Task to carry out »
The records below must be reproduced in full and without error.

Segment Start: Given entries

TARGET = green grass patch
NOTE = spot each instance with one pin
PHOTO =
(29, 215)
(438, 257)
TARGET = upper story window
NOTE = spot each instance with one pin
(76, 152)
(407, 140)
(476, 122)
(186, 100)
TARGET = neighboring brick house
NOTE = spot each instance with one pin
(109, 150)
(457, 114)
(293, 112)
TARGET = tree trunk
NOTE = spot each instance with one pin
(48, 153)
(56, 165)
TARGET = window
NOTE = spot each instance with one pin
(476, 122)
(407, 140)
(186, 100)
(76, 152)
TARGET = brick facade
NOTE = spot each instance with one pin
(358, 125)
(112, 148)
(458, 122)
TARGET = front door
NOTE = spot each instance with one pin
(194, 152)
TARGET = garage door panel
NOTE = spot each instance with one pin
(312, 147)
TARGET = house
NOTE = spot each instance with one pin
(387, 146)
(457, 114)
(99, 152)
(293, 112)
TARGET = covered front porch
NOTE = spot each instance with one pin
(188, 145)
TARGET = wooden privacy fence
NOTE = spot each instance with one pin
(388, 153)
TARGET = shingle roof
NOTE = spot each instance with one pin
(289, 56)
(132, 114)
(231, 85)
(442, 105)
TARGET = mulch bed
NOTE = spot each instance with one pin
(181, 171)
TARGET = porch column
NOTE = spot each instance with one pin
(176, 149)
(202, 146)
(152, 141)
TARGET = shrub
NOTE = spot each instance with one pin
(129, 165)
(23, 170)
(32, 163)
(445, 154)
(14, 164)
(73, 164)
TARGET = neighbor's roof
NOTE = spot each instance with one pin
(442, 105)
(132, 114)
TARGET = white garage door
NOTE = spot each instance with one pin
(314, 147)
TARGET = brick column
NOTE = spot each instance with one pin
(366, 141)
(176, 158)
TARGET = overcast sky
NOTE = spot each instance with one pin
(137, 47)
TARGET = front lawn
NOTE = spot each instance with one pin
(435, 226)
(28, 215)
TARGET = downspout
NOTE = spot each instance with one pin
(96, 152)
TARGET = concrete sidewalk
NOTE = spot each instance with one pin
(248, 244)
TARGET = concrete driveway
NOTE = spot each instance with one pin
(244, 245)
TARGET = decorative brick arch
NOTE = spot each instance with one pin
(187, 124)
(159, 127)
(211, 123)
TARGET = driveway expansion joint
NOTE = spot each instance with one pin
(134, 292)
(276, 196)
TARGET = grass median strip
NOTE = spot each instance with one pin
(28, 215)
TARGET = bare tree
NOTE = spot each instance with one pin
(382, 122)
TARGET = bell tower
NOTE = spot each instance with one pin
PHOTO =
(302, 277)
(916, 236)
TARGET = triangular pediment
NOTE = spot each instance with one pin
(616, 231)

Segment End: Given entries

Written solution »
TARGET = green grass patch
NOTE = spot each instance with one pin
PHOTO =
(29, 215)
(438, 257)
TARGET = upper story window
NOTE = spot each instance with one pin
(76, 152)
(407, 140)
(476, 122)
(186, 100)
TARGET = neighboring brick house
NOTE = spot each instance with one pin
(109, 150)
(457, 114)
(293, 112)
TARGET = tree trunk
NOTE = spot each instance with one pin
(48, 153)
(56, 165)
TARGET = window
NOTE = spot each instance with one pin
(476, 122)
(407, 140)
(186, 100)
(76, 152)
TARGET = brick facade
NOTE = spot each instance with one pin
(358, 125)
(112, 148)
(458, 122)
TARGET = front door
NOTE = spot each instance with one pin
(194, 152)
TARGET = garage door panel
NOTE = spot each instance with one pin
(312, 147)
TARGET = house
NOTE = spot each instance with one pin
(387, 146)
(457, 114)
(99, 152)
(293, 112)
TARGET = covered front porch
NOTE = spot each instance with one pin
(188, 145)
TARGET = wooden privacy fence
NOTE = spot each instance with one pin
(388, 153)
TARGET = shingle roof
NOTE = spot each instance with one pin
(289, 56)
(132, 114)
(231, 85)
(442, 105)
TARGET = mulch bed
NOTE = spot each instance with one pin
(181, 171)
TARGET = porch column
NOTE = spot each instance with one pin
(176, 149)
(202, 146)
(152, 141)
TARGET = shrub
NOTE = spot each instance with one pin
(129, 165)
(23, 170)
(32, 163)
(445, 154)
(14, 164)
(73, 164)
TARGET = neighbor's roof
NOTE = spot each instance with one pin
(442, 105)
(132, 114)
TARGET = white garage door
NOTE = spot each instance with one pin
(314, 147)
TARGET = brick column
NOTE = spot each instance with one pin
(366, 141)
(176, 158)
TARGET = overcast sky
NOTE = spot each instance with one pin
(137, 47)
TARGET = front lawn
NOTE = spot each instance with one pin
(435, 226)
(28, 215)
TARGET = downspout
NOTE = spot each instance with one pin
(96, 152)
TARGET = concrete sidewalk
NOTE = spot each instance with one pin
(248, 244)
TARGET = concrete driveway
NOTE = spot each instance with one pin
(244, 245)
TARGET = decorative brick arch
NOTE = spot each instance with one pin
(187, 124)
(159, 127)
(211, 123)
TARGET = driveway expansion joint
NOTE = spot each instance with one pin
(134, 292)
(276, 196)
TARGET = grass median strip
NOTE = spot each instance with one pin
(28, 215)
TARGET = bare tree
NOTE = spot each instance with one pin
(382, 122)
TARGET = bell tower
NOTE = spot each instance with one pin
PHOTO =
(302, 277)
(916, 236)
TARGET = triangular pediment
NOTE = spot each instance with one pin
(616, 231)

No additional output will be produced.